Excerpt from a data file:
******
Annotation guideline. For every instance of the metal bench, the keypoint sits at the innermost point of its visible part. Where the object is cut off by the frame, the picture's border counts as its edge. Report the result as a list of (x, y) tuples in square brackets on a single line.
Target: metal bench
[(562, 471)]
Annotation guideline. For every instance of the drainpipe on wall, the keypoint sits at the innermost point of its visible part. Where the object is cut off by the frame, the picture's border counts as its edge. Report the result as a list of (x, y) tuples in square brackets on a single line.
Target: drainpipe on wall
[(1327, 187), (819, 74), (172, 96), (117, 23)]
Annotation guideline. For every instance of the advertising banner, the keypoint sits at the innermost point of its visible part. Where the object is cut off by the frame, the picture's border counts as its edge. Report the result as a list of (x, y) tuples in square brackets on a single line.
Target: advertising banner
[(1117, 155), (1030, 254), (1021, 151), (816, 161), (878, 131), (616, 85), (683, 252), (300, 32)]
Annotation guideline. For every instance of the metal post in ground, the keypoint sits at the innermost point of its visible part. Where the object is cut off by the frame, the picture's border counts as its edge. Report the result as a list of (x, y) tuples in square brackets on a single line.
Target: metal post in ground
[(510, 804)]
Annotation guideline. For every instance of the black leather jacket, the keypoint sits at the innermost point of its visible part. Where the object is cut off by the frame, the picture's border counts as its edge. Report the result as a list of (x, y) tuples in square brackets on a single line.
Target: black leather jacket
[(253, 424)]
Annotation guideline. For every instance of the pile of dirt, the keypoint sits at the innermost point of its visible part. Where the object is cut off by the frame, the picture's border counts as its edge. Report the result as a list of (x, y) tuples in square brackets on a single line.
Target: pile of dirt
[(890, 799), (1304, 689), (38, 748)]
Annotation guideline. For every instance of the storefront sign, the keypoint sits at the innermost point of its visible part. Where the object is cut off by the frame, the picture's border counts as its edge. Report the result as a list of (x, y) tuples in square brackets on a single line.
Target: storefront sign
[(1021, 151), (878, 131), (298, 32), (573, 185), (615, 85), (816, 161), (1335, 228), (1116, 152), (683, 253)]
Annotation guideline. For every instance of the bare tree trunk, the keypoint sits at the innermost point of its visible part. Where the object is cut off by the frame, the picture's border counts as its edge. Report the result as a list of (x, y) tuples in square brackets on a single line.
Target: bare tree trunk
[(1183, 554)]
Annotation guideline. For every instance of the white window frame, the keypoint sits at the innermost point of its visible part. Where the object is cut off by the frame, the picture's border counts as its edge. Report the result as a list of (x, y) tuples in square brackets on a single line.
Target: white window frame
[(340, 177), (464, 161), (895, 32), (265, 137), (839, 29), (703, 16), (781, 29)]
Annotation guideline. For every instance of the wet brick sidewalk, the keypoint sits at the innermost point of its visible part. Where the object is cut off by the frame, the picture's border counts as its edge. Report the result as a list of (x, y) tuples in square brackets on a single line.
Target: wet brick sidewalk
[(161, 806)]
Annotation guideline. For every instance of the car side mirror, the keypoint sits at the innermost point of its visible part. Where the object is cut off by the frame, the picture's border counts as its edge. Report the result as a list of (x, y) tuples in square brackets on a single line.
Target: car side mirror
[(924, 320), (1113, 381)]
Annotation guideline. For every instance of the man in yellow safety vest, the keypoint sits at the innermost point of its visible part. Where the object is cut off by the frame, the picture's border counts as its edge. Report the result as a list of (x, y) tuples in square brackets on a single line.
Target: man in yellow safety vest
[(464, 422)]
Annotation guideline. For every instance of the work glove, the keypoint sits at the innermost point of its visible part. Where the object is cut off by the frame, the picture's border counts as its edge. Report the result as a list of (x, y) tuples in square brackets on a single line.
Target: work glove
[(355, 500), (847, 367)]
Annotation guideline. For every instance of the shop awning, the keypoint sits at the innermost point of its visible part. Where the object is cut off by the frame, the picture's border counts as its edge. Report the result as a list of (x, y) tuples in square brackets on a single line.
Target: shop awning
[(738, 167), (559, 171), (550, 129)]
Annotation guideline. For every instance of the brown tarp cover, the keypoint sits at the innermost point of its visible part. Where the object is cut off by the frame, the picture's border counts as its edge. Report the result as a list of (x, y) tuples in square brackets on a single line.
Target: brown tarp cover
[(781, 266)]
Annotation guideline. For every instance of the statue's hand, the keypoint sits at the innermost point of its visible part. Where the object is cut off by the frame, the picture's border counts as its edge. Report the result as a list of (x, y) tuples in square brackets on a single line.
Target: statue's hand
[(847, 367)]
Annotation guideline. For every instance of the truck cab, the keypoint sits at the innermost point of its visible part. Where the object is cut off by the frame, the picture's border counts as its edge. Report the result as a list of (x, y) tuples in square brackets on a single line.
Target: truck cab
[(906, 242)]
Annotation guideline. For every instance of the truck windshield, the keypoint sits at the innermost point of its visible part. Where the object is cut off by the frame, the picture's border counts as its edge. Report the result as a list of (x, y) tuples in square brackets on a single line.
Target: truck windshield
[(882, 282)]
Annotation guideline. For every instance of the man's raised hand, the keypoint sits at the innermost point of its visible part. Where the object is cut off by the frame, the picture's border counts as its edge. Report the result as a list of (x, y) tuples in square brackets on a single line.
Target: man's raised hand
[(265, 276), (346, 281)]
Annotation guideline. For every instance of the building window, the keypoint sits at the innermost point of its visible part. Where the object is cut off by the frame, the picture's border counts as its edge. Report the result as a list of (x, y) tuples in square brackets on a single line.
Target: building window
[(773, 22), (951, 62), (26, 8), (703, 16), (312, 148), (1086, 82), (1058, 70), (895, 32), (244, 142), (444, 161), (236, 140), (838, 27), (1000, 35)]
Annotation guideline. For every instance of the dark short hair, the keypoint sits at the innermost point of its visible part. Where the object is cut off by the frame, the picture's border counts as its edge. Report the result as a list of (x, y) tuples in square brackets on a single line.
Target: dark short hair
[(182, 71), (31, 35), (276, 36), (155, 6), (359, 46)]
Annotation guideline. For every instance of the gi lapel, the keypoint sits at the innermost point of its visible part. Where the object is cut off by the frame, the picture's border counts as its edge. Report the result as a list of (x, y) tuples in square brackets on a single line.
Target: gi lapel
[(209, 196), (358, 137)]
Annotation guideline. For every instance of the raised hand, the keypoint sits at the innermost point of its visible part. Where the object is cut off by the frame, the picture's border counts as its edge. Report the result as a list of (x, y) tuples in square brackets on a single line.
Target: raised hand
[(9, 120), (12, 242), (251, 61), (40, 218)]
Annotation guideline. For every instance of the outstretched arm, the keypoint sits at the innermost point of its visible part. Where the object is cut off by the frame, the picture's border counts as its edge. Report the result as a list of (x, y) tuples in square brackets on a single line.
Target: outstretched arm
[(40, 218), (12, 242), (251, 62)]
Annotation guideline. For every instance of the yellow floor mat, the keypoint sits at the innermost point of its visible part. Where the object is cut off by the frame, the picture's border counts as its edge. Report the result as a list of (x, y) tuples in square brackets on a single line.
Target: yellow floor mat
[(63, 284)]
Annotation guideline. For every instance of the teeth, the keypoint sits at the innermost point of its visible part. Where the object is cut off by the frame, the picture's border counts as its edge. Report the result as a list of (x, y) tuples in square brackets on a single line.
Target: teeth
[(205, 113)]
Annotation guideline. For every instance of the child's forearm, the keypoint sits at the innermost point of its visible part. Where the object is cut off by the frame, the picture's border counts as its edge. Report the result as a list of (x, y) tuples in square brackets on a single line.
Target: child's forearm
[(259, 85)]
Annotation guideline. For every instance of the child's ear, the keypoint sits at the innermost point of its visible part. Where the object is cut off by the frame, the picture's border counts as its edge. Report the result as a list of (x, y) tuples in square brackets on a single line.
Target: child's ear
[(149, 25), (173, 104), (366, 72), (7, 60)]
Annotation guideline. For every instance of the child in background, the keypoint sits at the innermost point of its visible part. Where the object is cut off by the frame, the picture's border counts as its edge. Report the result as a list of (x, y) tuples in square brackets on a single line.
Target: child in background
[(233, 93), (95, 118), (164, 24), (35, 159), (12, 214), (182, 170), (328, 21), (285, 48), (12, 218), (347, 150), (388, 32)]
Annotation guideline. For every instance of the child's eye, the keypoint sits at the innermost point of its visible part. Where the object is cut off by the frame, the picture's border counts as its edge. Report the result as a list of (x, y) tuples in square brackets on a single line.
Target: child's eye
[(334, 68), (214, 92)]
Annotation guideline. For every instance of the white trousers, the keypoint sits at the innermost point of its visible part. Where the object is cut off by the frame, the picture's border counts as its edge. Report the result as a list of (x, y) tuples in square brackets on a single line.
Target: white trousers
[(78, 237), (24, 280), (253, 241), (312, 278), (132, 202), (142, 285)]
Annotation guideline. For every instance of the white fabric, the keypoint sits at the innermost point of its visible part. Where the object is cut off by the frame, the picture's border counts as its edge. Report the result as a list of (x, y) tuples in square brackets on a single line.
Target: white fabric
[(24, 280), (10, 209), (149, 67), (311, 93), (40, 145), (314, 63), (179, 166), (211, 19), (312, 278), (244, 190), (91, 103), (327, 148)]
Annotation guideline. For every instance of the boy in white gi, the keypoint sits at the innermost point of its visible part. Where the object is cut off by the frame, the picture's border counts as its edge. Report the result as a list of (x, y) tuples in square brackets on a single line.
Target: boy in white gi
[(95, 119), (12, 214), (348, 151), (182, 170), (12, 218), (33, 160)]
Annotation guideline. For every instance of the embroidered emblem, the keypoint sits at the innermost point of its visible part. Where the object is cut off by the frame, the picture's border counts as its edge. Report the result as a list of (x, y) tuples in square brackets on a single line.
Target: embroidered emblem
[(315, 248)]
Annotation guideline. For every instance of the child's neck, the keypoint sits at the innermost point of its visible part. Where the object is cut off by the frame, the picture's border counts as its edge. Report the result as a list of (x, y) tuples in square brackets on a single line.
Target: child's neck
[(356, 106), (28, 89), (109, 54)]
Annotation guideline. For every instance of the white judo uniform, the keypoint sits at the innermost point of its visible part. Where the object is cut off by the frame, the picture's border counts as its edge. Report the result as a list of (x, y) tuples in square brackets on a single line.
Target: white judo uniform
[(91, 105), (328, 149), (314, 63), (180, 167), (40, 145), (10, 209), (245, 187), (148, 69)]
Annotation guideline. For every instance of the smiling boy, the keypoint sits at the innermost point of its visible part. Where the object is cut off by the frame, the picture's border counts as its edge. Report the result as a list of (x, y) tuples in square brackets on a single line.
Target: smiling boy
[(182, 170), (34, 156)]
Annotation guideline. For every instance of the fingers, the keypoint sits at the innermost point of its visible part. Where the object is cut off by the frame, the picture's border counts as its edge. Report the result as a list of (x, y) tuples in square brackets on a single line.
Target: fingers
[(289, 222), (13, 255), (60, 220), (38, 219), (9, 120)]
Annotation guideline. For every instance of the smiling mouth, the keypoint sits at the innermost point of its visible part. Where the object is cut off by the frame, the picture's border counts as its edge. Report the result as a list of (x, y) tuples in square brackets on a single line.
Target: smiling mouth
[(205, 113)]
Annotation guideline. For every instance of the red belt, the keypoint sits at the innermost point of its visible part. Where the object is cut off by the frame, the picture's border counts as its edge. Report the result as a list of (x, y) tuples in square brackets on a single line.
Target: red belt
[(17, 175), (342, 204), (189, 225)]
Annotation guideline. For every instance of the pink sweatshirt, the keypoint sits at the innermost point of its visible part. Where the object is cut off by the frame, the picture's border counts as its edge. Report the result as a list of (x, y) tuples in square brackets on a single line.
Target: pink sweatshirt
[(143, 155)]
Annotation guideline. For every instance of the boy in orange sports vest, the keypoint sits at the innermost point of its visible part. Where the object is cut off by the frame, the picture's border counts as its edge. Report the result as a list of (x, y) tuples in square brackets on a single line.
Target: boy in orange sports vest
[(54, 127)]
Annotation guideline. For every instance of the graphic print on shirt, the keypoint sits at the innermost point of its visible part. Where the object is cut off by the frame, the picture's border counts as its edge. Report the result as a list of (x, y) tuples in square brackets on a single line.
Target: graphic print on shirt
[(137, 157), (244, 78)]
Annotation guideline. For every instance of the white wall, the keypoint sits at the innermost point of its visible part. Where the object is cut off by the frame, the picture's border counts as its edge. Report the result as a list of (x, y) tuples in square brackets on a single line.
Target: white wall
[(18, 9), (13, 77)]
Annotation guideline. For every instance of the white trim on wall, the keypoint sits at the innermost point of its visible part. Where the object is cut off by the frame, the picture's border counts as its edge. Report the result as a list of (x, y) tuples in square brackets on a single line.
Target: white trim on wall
******
Copy the entries above again, from the line with "Annotation guideline. For every instance of the red" up to and including the line with "[(143, 155)]", keeping every line, requests included. Scale each point coordinate in the answers by 0.35 and round to whole numbers, with halves rounded up.

## [REPLY TO THE TASK]
Annotation guideline. For every instance of the red belt, the keypoint sits at the innermost point of its visible part. Where the object is cut off by the frame, the picture's border counts as its edge. Report the result as a list of (x, y) tuples in square brackets on a single line.
Target: red belt
[(6, 61), (120, 71), (66, 79)]
Annotation guideline. For every instance of the pink sweatshirt, the keypoint sits at the innermost point of its visible part. Where the object is cut off by the frame, the picture's border counts as its edge. Report the result as a list of (x, y) tuples in square brackets on a single line.
Target: pink sweatshirt
[(50, 54)]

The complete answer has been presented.